### Data provided

┄┄┄┄┄┄┄┄┄┄┄┄┄┄┄┄┄┄┄┄

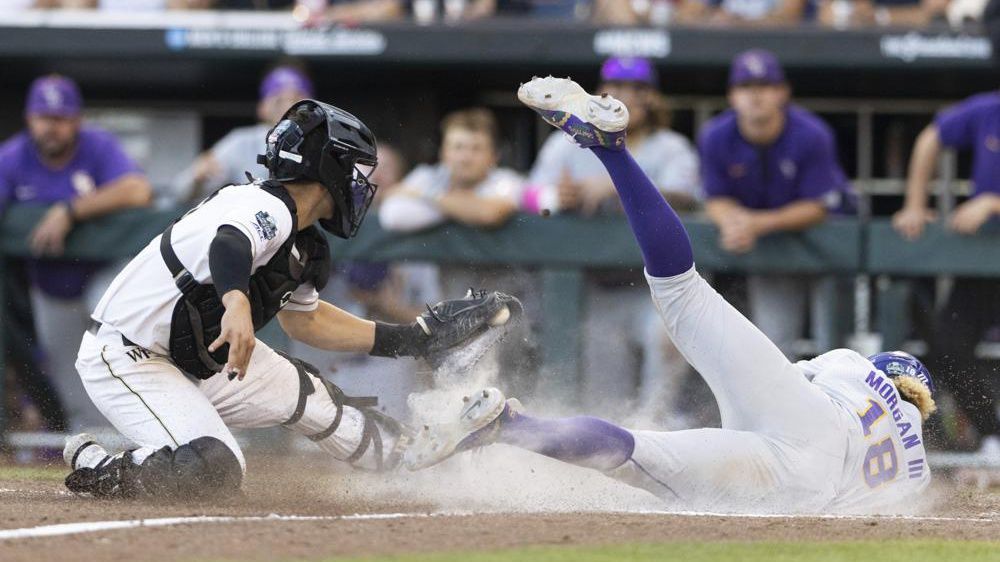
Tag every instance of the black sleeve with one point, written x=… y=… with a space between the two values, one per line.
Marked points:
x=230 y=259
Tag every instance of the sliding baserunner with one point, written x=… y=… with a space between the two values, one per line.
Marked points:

┄┄┄┄┄┄┄┄┄┄┄┄┄┄┄┄┄┄┄┄

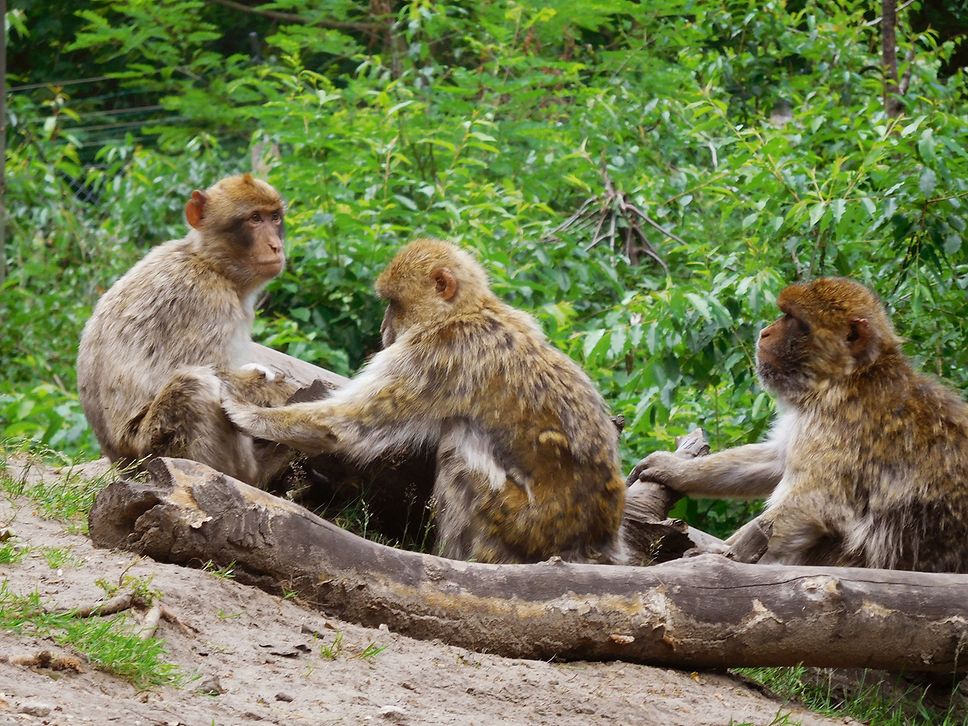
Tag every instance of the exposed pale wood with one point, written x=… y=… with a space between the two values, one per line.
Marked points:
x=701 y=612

┄┄┄┄┄┄┄┄┄┄┄┄┄┄┄┄┄┄┄┄

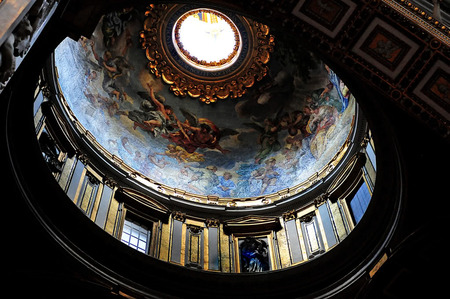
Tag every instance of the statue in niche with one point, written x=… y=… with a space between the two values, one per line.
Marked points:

┄┄┄┄┄┄┄┄┄┄┄┄┄┄┄┄┄┄┄┄

### Exercise aim
Copy out the items word for word, beginning at the line that contains "Tag every instance of the black" and ending after the line that contains "x=230 y=259".

### Answer to this exercise
Tag every instance of the black sleeve with one point, written x=… y=… with a space between the two values, one per line.
Marked points:
x=230 y=259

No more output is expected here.